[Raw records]

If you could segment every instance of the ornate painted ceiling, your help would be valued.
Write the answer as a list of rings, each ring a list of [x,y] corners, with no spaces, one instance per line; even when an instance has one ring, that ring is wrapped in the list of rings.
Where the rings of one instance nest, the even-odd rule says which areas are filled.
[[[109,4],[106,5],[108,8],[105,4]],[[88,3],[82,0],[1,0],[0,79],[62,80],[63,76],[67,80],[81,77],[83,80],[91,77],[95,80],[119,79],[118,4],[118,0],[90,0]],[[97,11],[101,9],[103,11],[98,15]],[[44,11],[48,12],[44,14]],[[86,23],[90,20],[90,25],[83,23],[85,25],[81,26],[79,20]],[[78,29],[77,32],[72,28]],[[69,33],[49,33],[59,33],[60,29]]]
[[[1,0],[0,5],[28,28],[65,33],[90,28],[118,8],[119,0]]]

### Short exercise
Write out all of the records above with every line unchanged.

### Final answer
If you could segment every instance of the ornate painted ceiling, your help would be valued.
Write the answer as a list of rings, each ring a list of [x,y] corners, with no spaces, one instance per line; even when an instance has one ring, that ring is wrapped in the list of rings.
Where the rings of one instance nest, the even-odd rule says which areas are filled.
[[[109,4],[106,5],[108,8],[105,4]],[[88,3],[82,0],[1,0],[0,79],[62,80],[63,76],[67,80],[81,77],[83,80],[91,77],[95,80],[119,79],[118,4],[118,0],[90,0]],[[97,11],[101,9],[103,11],[98,15]],[[44,11],[48,12],[44,14]],[[86,23],[90,20],[90,25],[83,23],[85,25],[81,26],[79,20]],[[78,29],[77,32],[72,28]],[[69,33],[49,33],[59,33],[60,29]]]
[[[1,0],[0,5],[28,28],[65,33],[90,28],[118,8],[119,0]]]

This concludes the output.